**Document excerpt**:
Cluster Replication

TopGun clusters automatically replicate data across nodes for high availability and fault tolerance. This guide covers server-side replication configuration, consistency levels, and anti-entropy repair.

Overview

Partitioned Data

271 partitions with consistent hashing

Backup Replicas

Each partition replicated to backup nodes

Anti-Entropy Repair

Merkle tree-based consistency verification

Cluster Setup

import { ServerCoordinator } from '@topgunbuild/server';

// Node 1 (seed node)
const node1 = new ServerCoordinator({
  port: 8080,
  nodeId: 'node-1',
  host: 'localhost',
  clusterPort: 9000,
  peers: [],  // First node has no peers
  jwtSecret: process.env.JWT_SECRET,
  replicationEnabled: true,
  defaultConsistency: 'EVENTUAL',
});

await node1.ready();

// Node 2 (joins via seed)
const node2 = new ServerCoordinator({
  port: 8081,
  nodeId: 'node-2',
  host: 'localhost',
  clusterPort: 9001,
  peers: ['localhost:9000'],  // Connect to node-1
  jwtSecret: process.env.JWT_SECRET,
  replicationEnabled: true,
  defaultConsistency: 'EVENTUAL',
});

await node2.ready();

Gossip Protocol: You only need to provide one seed node. Nodes automatically discover each other via gossip protocol - when node2 connects to node1, it learns about all other members.

Gossip-Based Discovery

// Cluster membership uses gossip protocol
// Nodes automatically discover each other

const server = new ServerCoordinator({
  clusterPort: 9000,
  peers: ['node1:9000'],  // Just one seed is enough
});

// When node2 joins:
// 1. Connects to seed node (node1)

**Record set**:
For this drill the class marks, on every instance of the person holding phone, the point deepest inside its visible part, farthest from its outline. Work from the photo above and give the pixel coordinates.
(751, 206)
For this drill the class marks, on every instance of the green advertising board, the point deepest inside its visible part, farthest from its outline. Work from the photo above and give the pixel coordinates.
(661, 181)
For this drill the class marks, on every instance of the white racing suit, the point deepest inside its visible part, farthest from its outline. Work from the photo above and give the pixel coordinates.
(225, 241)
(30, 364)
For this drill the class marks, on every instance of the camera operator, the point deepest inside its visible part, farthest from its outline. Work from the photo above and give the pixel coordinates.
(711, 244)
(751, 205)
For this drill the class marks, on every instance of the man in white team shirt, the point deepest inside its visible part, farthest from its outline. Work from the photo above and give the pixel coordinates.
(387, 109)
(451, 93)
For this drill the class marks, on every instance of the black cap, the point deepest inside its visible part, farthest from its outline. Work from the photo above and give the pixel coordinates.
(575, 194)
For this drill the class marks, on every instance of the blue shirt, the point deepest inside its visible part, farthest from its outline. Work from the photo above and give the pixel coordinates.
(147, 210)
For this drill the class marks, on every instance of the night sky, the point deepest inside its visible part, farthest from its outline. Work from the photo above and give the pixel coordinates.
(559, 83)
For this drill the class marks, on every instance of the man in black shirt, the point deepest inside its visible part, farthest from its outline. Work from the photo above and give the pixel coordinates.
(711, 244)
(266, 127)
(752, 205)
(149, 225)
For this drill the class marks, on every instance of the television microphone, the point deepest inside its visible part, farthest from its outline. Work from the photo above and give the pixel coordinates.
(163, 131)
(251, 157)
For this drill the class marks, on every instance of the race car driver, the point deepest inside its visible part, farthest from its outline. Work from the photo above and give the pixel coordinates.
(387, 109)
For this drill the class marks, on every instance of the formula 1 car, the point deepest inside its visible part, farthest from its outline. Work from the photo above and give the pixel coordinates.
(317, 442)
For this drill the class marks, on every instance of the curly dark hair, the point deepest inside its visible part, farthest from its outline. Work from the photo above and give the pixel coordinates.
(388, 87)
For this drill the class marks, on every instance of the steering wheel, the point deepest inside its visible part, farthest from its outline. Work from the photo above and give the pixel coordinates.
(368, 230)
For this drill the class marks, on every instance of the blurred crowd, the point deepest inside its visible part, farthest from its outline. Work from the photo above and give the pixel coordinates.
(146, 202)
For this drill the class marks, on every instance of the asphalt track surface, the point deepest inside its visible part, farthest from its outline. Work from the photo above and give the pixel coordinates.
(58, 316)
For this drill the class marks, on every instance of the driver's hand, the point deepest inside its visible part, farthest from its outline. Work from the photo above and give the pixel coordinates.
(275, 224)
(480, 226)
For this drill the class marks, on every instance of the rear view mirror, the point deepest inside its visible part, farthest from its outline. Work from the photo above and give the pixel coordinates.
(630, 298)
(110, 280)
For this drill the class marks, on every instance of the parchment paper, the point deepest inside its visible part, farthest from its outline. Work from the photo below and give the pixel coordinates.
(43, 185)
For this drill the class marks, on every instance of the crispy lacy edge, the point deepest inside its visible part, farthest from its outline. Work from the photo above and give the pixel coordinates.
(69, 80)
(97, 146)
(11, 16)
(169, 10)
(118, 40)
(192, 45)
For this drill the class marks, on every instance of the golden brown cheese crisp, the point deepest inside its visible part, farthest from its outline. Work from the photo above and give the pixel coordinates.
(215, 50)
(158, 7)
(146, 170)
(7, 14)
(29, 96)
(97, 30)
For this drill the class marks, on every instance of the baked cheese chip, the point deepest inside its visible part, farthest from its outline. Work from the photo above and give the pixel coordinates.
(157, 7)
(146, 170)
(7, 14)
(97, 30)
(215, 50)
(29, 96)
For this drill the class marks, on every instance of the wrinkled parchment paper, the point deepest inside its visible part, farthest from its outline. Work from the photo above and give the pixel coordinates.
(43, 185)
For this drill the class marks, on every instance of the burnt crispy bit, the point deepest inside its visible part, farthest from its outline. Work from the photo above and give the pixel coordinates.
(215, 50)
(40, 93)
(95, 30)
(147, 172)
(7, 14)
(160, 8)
* * *
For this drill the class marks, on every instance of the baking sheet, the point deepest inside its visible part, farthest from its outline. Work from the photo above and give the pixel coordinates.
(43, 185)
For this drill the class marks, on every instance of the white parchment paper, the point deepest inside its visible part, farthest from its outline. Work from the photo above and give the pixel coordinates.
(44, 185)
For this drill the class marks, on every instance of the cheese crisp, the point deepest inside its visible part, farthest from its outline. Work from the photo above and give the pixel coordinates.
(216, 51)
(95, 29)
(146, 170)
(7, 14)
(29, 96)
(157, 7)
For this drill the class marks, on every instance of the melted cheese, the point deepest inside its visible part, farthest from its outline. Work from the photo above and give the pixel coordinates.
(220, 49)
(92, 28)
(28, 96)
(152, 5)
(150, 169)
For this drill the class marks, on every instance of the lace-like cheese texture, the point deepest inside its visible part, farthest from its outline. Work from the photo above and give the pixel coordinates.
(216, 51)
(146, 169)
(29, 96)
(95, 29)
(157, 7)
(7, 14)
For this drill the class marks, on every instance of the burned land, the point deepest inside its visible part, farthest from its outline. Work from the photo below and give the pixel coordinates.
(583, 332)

**Problems**:
a) Summarize the cluster replication guide above in two sentences.
b) Please echo the part of the cluster replication guide that opens with the words containing "await node2.ready();" and closes with "all other members.".

**Final answers**:
a) TopGun clusters automatically replicate data across nodes for high availability and fault tolerance, using 271 partitions with consistent hashing, backup replicas for each partition, and Merkle tree-based anti-entropy repair. Each node is configured through a ServerCoordinator, and only one seed node needs to be given because nodes discover each other through a gossip protocol.

b)
await node2.ready();

Gossip Protocol: You only need to provide one seed node. Nodes automatically discover each other via gossip protocol - when node2 connects to node1, it learns about all other members.